#### [Data rows]
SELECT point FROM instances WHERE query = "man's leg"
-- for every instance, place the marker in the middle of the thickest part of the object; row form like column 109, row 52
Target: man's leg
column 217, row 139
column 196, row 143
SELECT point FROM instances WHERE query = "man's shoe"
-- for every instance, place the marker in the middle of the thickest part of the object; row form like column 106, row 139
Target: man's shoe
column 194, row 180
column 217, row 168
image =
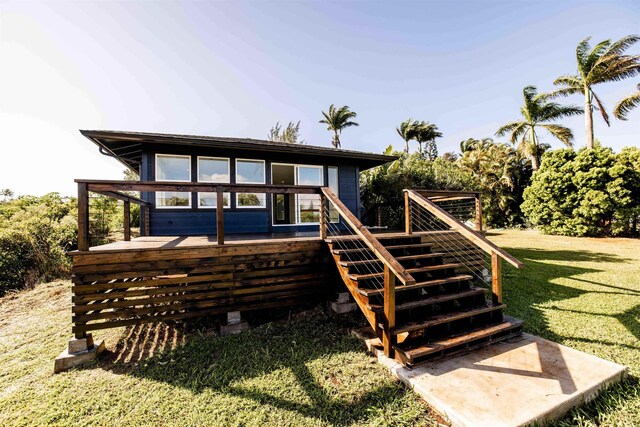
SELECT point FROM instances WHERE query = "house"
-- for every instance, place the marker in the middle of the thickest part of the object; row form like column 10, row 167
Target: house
column 288, row 234
column 183, row 158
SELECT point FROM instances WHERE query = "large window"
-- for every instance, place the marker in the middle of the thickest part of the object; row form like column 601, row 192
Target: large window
column 213, row 169
column 173, row 168
column 250, row 172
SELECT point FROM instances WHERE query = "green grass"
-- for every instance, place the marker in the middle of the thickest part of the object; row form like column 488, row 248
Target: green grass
column 308, row 371
column 583, row 293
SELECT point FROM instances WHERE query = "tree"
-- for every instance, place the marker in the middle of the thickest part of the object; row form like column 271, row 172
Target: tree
column 427, row 133
column 502, row 174
column 537, row 113
column 407, row 131
column 592, row 192
column 605, row 62
column 338, row 119
column 627, row 104
column 7, row 193
column 289, row 134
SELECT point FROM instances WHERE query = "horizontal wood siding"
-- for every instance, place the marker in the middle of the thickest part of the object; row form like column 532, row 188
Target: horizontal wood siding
column 348, row 188
column 120, row 288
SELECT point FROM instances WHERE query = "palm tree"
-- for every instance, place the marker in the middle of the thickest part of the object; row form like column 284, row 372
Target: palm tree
column 537, row 113
column 407, row 131
column 427, row 133
column 338, row 119
column 605, row 62
column 627, row 104
column 6, row 193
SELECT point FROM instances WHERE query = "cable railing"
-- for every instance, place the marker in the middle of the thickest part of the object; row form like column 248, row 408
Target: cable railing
column 469, row 248
column 382, row 267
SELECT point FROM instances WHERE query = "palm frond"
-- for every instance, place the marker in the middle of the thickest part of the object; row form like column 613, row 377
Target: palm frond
column 562, row 133
column 626, row 105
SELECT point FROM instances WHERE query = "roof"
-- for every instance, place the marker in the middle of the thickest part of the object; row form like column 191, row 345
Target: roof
column 127, row 147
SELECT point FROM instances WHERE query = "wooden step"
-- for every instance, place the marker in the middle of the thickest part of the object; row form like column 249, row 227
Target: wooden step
column 426, row 269
column 379, row 236
column 446, row 318
column 407, row 246
column 425, row 284
column 501, row 331
column 437, row 299
column 400, row 258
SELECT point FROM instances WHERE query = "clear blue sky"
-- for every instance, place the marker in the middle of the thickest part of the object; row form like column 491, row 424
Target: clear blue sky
column 235, row 68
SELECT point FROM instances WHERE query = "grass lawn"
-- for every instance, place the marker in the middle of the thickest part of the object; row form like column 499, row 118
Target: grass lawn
column 584, row 293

#### [Your objective]
Please repeat everything in the data from its very start down to the line containing "column 250, row 172", including both of those lines. Leave any pictures out of your answer.

#### [Correct result]
SELECT point FROM instances WHERE query = "man's leg"
-- for every instance, place the marker in the middle of the thickest part of the object; row form like column 109, row 52
Target: man's leg
column 217, row 139
column 196, row 143
SELECT point FROM instances WHERE query = "man's shoe"
-- for every instance, place the marker in the middle of the thickest part of the object; row form like column 106, row 139
Target: man's shoe
column 194, row 180
column 217, row 168
image =
SELECT point FROM instances WHERE query = "house"
-- for every instance, place the marker in the middle of the thickest part of the object; row form like column 10, row 167
Target: house
column 288, row 234
column 183, row 158
SELECT point FROM instances WHERE query = "large window"
-- for every instance, place the marker in the middle of the thickest part of the object; row form like column 601, row 192
Target: large window
column 213, row 169
column 173, row 168
column 250, row 172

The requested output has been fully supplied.